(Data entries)
- Opening Delimiter -

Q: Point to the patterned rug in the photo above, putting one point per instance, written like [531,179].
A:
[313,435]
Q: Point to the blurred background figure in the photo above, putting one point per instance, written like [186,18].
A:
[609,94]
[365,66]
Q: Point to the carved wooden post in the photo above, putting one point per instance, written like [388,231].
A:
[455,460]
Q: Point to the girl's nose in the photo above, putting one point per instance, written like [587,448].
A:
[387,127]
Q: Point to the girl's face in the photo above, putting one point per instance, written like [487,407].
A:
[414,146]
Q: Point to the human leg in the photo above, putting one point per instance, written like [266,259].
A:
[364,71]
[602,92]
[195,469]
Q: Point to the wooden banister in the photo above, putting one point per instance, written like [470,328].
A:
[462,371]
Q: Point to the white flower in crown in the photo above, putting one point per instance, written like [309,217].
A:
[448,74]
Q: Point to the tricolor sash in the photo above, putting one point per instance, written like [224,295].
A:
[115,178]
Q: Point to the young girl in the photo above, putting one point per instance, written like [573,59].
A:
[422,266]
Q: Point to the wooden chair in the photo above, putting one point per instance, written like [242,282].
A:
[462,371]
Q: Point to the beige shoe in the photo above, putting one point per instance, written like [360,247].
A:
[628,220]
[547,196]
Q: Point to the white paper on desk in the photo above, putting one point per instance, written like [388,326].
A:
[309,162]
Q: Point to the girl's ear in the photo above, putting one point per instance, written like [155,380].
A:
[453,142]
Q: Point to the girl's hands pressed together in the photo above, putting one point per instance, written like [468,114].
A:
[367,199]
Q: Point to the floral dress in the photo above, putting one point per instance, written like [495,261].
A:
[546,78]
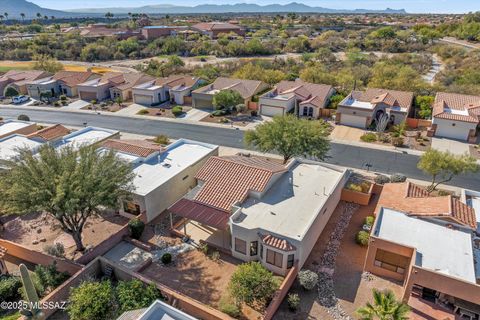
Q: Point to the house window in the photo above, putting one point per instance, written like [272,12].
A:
[274,258]
[391,261]
[290,260]
[310,112]
[131,208]
[253,248]
[240,246]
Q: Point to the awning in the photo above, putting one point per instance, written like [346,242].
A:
[200,213]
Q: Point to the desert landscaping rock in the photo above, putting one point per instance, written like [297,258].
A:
[326,268]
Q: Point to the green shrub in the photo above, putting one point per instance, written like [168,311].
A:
[396,178]
[136,227]
[253,284]
[166,258]
[293,300]
[362,238]
[369,220]
[23,117]
[226,305]
[134,294]
[143,112]
[9,286]
[308,279]
[369,137]
[177,111]
[92,300]
[382,179]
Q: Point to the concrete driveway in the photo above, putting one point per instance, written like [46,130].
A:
[346,133]
[77,105]
[453,146]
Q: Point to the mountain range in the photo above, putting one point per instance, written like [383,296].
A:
[235,8]
[14,8]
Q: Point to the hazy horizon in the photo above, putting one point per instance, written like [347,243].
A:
[411,6]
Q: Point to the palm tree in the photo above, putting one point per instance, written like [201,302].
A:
[384,307]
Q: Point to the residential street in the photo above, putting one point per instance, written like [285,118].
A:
[341,154]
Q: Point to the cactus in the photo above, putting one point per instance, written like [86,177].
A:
[32,311]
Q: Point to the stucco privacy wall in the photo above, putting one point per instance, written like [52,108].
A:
[38,258]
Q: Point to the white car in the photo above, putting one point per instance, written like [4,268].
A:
[20,99]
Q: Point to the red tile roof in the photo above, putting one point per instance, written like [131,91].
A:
[201,213]
[50,133]
[315,94]
[278,243]
[227,180]
[415,201]
[141,148]
[446,104]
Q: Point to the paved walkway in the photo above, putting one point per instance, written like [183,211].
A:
[453,146]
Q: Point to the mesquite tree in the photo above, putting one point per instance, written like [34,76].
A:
[71,184]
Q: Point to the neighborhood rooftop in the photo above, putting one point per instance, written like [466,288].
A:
[439,248]
[293,202]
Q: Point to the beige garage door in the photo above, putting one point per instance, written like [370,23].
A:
[87,96]
[144,100]
[271,111]
[353,121]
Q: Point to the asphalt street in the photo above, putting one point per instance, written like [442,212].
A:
[341,154]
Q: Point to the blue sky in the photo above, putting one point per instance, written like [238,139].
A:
[420,6]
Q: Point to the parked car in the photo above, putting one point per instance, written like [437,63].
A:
[20,99]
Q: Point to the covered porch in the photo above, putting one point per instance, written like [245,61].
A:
[201,224]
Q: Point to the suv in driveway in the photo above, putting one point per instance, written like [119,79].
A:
[20,99]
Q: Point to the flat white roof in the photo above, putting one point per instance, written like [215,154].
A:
[84,137]
[159,310]
[439,248]
[9,146]
[160,168]
[293,202]
[350,102]
[12,125]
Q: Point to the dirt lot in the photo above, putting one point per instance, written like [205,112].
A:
[351,289]
[37,230]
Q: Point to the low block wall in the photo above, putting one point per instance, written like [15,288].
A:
[281,293]
[357,197]
[104,246]
[35,257]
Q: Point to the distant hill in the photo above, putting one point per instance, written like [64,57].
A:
[235,8]
[15,7]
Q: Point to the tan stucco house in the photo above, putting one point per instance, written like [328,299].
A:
[257,209]
[305,99]
[62,82]
[174,88]
[361,108]
[456,116]
[203,97]
[429,245]
[112,85]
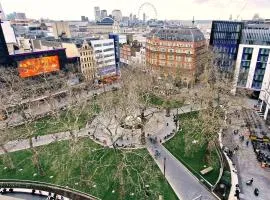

- Closing Delimiter -

### What you are asked to do
Print each record exactly as it stands, leaving the images out.

### Response box
Q: Point to the patterned rug in the photo above, putting one point per instance, written like [531,179].
A:
[313,435]
Q: Point to the blurred background figure in the photo above, putting one point per instance, written like [186,18].
A:
[609,94]
[365,66]
Q: Point to the carved wooden post in the photo above, putting one point per instance, written like [388,231].
A:
[455,460]
Q: Point to the girl's nose in the photo above, putting one point per instance, written like [587,448].
A:
[387,127]
Q: Point to the girl's face in the photo above, putting one point per instance, written like [487,407].
A:
[414,146]
Q: Point to the human leg in the photo above, putting one point per instance, written like [266,259].
A:
[364,71]
[602,92]
[195,469]
Q: Point to the wooden banister in the photo above, putting one point per instance, written like [470,328].
A:
[462,371]
Q: Point to the white flower in crown in the photo above, putting one point per instance, written like [309,217].
A:
[448,74]
Q: Point to the tricolor sash in the photo above, putting one point per instance, written like [224,295].
A:
[115,178]
Q: Point to the young girl in the photo above, putting one point per instance, written like [573,59].
A:
[422,266]
Q: Point to the wooden chair in the photo above, putting one point per instance, written like [242,282].
A:
[462,371]
Q: Point to the beige shoe in the photo above, putting one point per instance, written like [360,247].
A:
[628,220]
[547,196]
Q: Point to the white paper on desk in the photo above, putting one point per instance, written like [388,326].
A:
[309,162]
Q: Point to the girl's ear in the photo above, putting one point per instance, written like [155,380].
A:
[453,142]
Q: Point to the girl's hands pressed together in the photo above, putting one point per instance, written like [468,114].
A:
[367,199]
Q: Point to the floral dress in the photo above, putting one point per instance, written like [495,261].
A:
[546,78]
Q: Point to the house window in the photo above, putting one point per instance, written like [272,12].
A:
[274,258]
[391,261]
[290,260]
[310,112]
[131,208]
[253,248]
[240,246]
Q: Point to the awning in the photo above, putting one point per instance, written like [346,242].
A:
[200,213]
Q: Point to the desert landscaping rock in the photo above, putting one point per instance, written like [297,258].
A:
[326,268]
Q: Point to the green shrub in the photo above, putting one point per instance, written like [168,311].
A:
[396,178]
[136,227]
[253,284]
[166,258]
[293,300]
[362,238]
[369,220]
[23,117]
[226,305]
[134,294]
[143,112]
[9,286]
[308,279]
[369,137]
[177,111]
[92,300]
[382,179]
Q: Point to the concrete driveway in the photo above, putting one point per instance, written like [46,130].
A:
[346,133]
[77,105]
[453,146]
Q: Point to the mountain range in the photo above, putting one point per instance, written like [383,296].
A:
[235,8]
[14,8]
Q: Point to the hazy horizon in the photo above, putting one point per instance, written like [347,243].
A:
[411,6]
Q: Point to the palm tree in the photo above, putting one point per instance, written like [201,302].
A:
[384,307]
Q: Point to the residential street in the photo above, putting one point per instance, written like [285,118].
A:
[341,154]
Q: Point to the cactus in the photo above, putting one point per instance, written like [86,177].
A:
[32,311]
Q: Point to the stucco privacy wall in the photo above, putting one point per instance, written like [52,108].
A:
[38,258]
Q: Point to the white car in the photo above, putting one point per instance, written like [4,268].
A:
[20,99]
Q: Point to the red tile roof in the photo above, putting one point per instance, written like [131,91].
A:
[201,213]
[50,133]
[315,94]
[278,243]
[227,180]
[415,201]
[141,148]
[446,104]
Q: Point to the paved walkway in the photo above, putting one point per instance, written like [183,211].
A:
[453,146]
Q: Point to the mesquite tree in the photo above, putting one point per instance, written like [34,76].
A:
[71,184]
Q: Point to the neighborhood rooftop in the photo above, putting one point per instance, written like [466,288].
A:
[439,248]
[293,202]
Q: Point to the beige garage door in the photo above, putting one point per instance, written like [370,23].
A:
[87,96]
[144,100]
[271,111]
[353,121]
Q: Point to the asphalt street in the photo above, putting one point per instance, written like [442,212].
A:
[341,154]
Q: Point to the blue sky in the photo above, putting one point per instance, written like [238,139].
A:
[420,6]
Q: Point to the parked car in the photo above, putting one point per instance, written like [437,63].
A:
[20,99]
Q: Point to the covered porch in the photo above, putting one point per instance, written like [245,61].
A:
[201,224]
Q: Point to the suv in driveway in the photo above, putting one point per instance, written like [119,79].
A:
[20,99]
Q: Point to the flat white roof in the photo above, putting one point per instance, written like [215,154].
A:
[84,137]
[159,310]
[439,248]
[9,146]
[160,168]
[293,202]
[350,102]
[12,125]
Q: Point to the dirt lot in the photo above, putting one point per instance, written like [205,112].
A:
[351,289]
[37,230]
Q: Point to the low block wall in the photo above, putting one point per instance, written like [15,288].
A:
[281,293]
[357,197]
[104,246]
[35,257]
Q: Point to the distant hill in the photo above, putting one point per instance, written like [64,57].
A:
[235,8]
[15,7]
Q: Point to the tan stucco house in the photo above, putting one point per instance, written like [328,299].
A:
[257,209]
[305,99]
[62,82]
[174,88]
[361,108]
[456,116]
[203,97]
[429,245]
[112,85]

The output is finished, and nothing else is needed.